◆ Directions
In the article on the dispute between the United States and Egypt, how many of the 43 foreigners facing criminal prosecution are Americans?

When is an ‘NGO’ not an NGO? Twists and Turns Beneath the Cairo Skies

14 Feb


             A confusing controversy between the United States and Egypt is unfolding. It has already raised tensions in the relationship between the two countries to a level that has not existed for decades. It results from moves by the military government in Cairo to go forward with the criminal prosecution of 43 foreigners, including 19 Americans, for unlawfully carrying on the work of unlicensed public interest organizations that improperly, according to Egyptian law, depend for their budget on foreign funding. Much has been made in American press coverage that one of the Americans charged happens to be Sam LaHood, son of the present American Secretary of Transportation, adopting a tone that seems to imply that at least one connected by blood to an important government official deserves immunity from prosecution.

◆ Data provided
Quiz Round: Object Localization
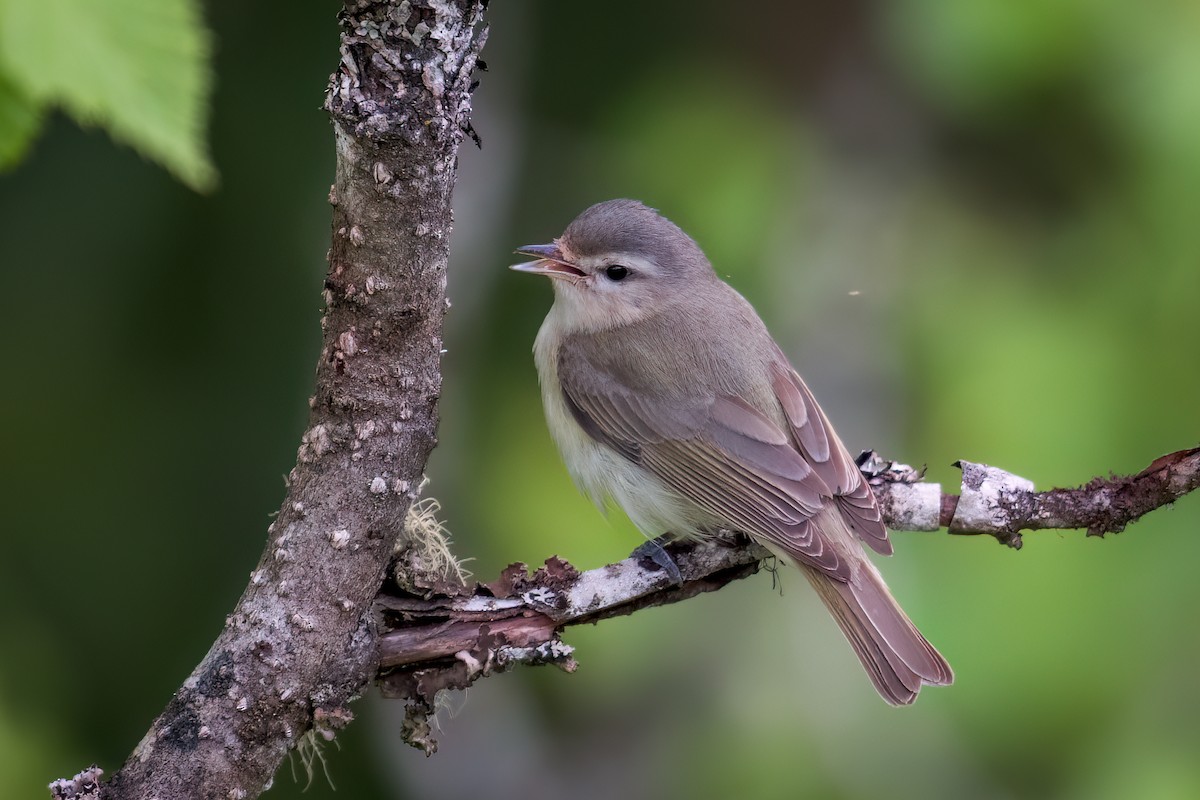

◆ Finished exercise
19